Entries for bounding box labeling
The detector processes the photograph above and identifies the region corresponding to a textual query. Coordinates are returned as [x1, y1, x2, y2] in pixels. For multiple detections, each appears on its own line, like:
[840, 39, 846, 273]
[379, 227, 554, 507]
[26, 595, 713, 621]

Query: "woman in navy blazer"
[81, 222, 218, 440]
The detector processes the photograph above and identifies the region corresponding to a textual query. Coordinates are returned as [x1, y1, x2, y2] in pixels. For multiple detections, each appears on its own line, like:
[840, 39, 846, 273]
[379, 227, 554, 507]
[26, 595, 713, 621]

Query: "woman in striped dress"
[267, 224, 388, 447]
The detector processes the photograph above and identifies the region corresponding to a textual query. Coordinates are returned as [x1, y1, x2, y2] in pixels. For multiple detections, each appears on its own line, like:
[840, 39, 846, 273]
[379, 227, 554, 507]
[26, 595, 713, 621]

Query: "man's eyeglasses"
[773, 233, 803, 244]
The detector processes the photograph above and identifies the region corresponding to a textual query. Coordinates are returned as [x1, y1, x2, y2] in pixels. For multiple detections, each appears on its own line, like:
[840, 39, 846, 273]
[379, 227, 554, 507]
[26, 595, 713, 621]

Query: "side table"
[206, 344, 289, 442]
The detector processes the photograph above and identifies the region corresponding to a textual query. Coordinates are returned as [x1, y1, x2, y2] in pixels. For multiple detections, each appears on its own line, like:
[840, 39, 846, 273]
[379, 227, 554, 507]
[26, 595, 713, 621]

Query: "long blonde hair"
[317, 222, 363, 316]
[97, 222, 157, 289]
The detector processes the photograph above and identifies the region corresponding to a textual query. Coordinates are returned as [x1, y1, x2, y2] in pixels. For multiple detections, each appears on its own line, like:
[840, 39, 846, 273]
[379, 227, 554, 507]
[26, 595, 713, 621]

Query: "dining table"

• **TASK BRIEF**: Report each line in the rows above that contains the word "woman", copying every such line in full.

• **CORRECT ANSWER**:
Query: "woman in navy blazer"
Query: "woman in striped dress"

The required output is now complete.